Reproduce all of the records exactly.

(Data items)
● ● ●

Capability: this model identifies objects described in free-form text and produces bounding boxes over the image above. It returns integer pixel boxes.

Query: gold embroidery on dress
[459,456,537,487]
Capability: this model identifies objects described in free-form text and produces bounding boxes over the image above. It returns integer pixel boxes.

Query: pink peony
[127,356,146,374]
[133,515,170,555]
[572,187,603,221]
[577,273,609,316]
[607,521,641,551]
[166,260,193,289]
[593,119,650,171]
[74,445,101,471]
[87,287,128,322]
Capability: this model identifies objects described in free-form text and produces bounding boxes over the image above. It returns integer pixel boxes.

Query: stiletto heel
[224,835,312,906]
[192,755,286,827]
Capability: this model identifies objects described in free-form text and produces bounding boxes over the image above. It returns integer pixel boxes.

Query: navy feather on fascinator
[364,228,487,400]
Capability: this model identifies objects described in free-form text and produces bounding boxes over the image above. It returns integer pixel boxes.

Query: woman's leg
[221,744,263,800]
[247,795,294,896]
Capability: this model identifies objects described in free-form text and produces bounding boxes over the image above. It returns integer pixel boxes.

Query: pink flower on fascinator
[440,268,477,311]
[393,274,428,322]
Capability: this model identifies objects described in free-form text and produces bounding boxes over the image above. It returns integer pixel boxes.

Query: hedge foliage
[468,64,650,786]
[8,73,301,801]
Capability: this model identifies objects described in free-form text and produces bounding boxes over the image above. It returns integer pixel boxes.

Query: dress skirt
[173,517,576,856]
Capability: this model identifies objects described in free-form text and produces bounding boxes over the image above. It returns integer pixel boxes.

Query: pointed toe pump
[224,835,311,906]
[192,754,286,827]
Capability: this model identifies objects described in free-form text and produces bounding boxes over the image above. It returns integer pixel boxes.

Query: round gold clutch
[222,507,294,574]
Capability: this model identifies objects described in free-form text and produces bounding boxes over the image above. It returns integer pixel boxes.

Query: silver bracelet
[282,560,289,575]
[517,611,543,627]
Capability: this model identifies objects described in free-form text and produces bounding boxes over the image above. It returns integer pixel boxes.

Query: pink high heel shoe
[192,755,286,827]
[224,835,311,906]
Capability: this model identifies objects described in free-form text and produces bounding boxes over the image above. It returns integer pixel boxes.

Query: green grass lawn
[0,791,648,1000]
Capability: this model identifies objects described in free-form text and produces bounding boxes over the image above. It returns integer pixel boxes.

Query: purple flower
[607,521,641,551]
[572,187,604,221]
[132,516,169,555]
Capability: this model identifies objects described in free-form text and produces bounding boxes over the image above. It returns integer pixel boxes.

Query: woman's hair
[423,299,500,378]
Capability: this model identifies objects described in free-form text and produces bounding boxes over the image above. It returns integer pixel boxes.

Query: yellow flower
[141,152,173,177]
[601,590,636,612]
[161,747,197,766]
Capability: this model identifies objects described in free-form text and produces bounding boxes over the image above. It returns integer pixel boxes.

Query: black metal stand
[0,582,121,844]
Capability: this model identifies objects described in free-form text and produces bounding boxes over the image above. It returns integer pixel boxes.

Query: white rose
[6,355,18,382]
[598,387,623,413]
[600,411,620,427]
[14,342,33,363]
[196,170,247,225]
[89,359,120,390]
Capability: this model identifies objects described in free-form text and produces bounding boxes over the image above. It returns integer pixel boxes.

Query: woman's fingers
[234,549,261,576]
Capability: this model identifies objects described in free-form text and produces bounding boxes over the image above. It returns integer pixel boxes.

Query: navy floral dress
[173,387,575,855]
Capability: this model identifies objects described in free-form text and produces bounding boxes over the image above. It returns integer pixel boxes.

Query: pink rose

● ● ●

** WRITTEN SOLUTION **
Capability: this model identifies objects described in free-form text and produces bounding boxes over the image above. It returns integer pixel boxes.

Query: gold embroidery on dress
[459,456,537,487]
Capability: this model identifies objects described in free-form text and produces bounding boxes over the image above. It returns integer pixel boxes.

Query: pink peony
[127,356,146,374]
[133,515,170,555]
[572,187,603,221]
[577,273,609,316]
[607,521,641,551]
[166,260,193,289]
[593,119,650,171]
[74,445,101,471]
[87,287,128,322]
Capability: this model identifies objects described in free-form text and produces bounding boxes over the image above. It returns integer pixel boxes.

Query: stiletto heel
[224,835,312,906]
[192,755,286,827]
Capability: this model identifies objects described in free-form text and produces bounding boxes over the image above. It returns integer pixel boxes.

Query: navy feather on fascinator
[364,228,487,400]
Capability: this model identifies objects described in free-form text and produces bounding boxes over the image above. It returns integer pixel boxes.

Query: woman's leg
[221,744,263,800]
[247,795,294,896]
Capability: this model identifies objects described in free-form text and produces bounding boxes over the image above. It returns integer pixel boxes.

Query: pink flower on fascinator
[440,268,477,311]
[393,274,428,322]
Capability: this model identifies objects described in free-form text and produces bounding boxes over the image above. It returns integer pixel boxes.

Query: hedge foliage
[468,64,650,786]
[8,73,301,801]
Capability: this model identifies objects described in free-form text and produces bounding boxes over the image above. It returns integer pixel boxes.

Query: dress skirt
[173,517,576,856]
Capability: this model identifies objects described in free-form text and produces bounding boxes over the image above. It returns integer pixel boxes.

Query: pointed toe pump
[224,835,311,906]
[192,754,286,827]
Capability: this model identifies objects described in free-form text and produces bounding boxes over the image above. It returns integer pixel boxes.

Query: round gold clutch
[222,507,294,574]
Capability: this model identifies objects described in free-form text and produces bounding boxes over the image above. It returns integer pixel boxes.

Query: silver bracelet
[282,560,289,575]
[517,611,543,627]
Capability: this model identifies objects described in free-form text and produces bounding boxes over the image above. It returns integer pixel boxes.

Query: pink high heel shoe
[192,755,286,827]
[224,835,311,906]
Capability: this model identifies objects described in free-form text and produces bounding boxes over the image above. It returns integer pixel boxes.

Query: green grass lawn
[0,791,648,1000]
Capability: this model identifies objects described in free-form text and produces bounding boxes over the image above. It returns integer pixel boxes.

Query: purple flower
[607,521,641,551]
[572,187,604,221]
[132,516,169,555]
Capability: this model identifies objects described in free-form text and produces bounding boxes over the image above. It returns integer pixel boxes.

Query: woman's hair
[423,299,500,378]
Capability: this model identifies objects described in free-form text and produces bounding boxes over the image above. It returns integer pixel boxes.

Query: yellow flower
[141,152,173,177]
[601,590,636,612]
[161,747,197,766]
Capability: this model identifies objects described in free-form text and produces bounding boxes over the image above. It returns integer pixel boxes.

Query: black metal stand
[0,582,121,844]
Capability: this model identifies objects described in free-form text and produces bounding boxes over the image above. It returns integer pixel boxes.

Query: white rose
[6,355,18,382]
[598,387,623,413]
[600,411,620,427]
[14,342,33,363]
[196,170,247,225]
[89,359,120,390]
Capability: this model identifies objects described in free-form text and produces bounding boxes over the image above. It returns integer pixel boxes.

Query: woman's fingers
[234,549,261,576]
Capability: this model identifies objects described in free-form text and produces bounding boxes over the image above. It returns integer pixel boxes.

Query: navy floral dress
[173,387,575,855]
Capability: this model identifies objects described in free-form text and produces bounding boxes over the image above. It returns integer pixel boxes.

Query: pink rose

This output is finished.